## BEGIN Document

Subscribe Bookmark RSS Feed

What are the principal components in a 3D Biplot after k-means clustering?

Luq

New Contributor

Joined:

Jan 11, 2017

Hi,

 

I have clustered a dataset with n=5008 using the kmeans clustering algorithm. One option for a visualization is the 3D biplot that uses 3 axes with the principal components. Unfortunately, I can not find a clear explanation where it comes from. My guess is, that simply the variables used for clustering are used for a principal component analysis, but i have no proof.

 

Thank you for your help!

Seb

2 REPLIES
txnelson

Super User

Joined:

Jun 22, 2012

I selected the "?" tool and clicked on the 3D biplot and the help screen for the K Means Clustering Report Options was displayed.  Here is part of its verbage:

 

Biplot
Shows a plot of the points and clusters in the first two principal components of the data. Circles are drawn around the cluster centers. The size of the circles is proportional to the count inside the cluster. The shaded area is the 50% density contour around the mean, and indicates where 50% of the observations in that cluster would fall (Mardia et al., 1980). Below the plot is an option to save the cluster colors to the data table. The eigenvalues are shown in decreasing order.
Biplot Options
Contains the following options for controlling the appearance of the Biplot:
Show Biplot Rays
Shows the biplot rays. The labeled rays show the directions of the covariates in the subspace defined by the principal components. They represent the degree of association of each variable with each principal component.
Biplot Ray Position
Enables you to specify the position and radius scaling of the biplot rays. By default, the rays emanate from the point (0,0). In the plot, you can drag the rays or use this option to specify coordinates. You can also adjust the scaling of the rays to make them more visible with the radius scaling option.

## END Document
## BEGIN Provided data

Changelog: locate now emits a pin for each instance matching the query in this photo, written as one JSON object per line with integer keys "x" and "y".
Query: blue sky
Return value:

## END Provided data

Brief:
Summarize the thread on principal components in a k-means 3D biplot in two sentences.

Response to the exercise:
A user who clustered a dataset of 5008 with k-means asks where the principal components on the 3D biplot's axes come from, guessing that the clustering variables feed a principal component analysis. A reply quotes the help text: the biplot shows the points and clusters in the first two principal components of the data, with circles around cluster centers sized by their counts, and optional rays that show each variable's direction and degree of association with each principal component.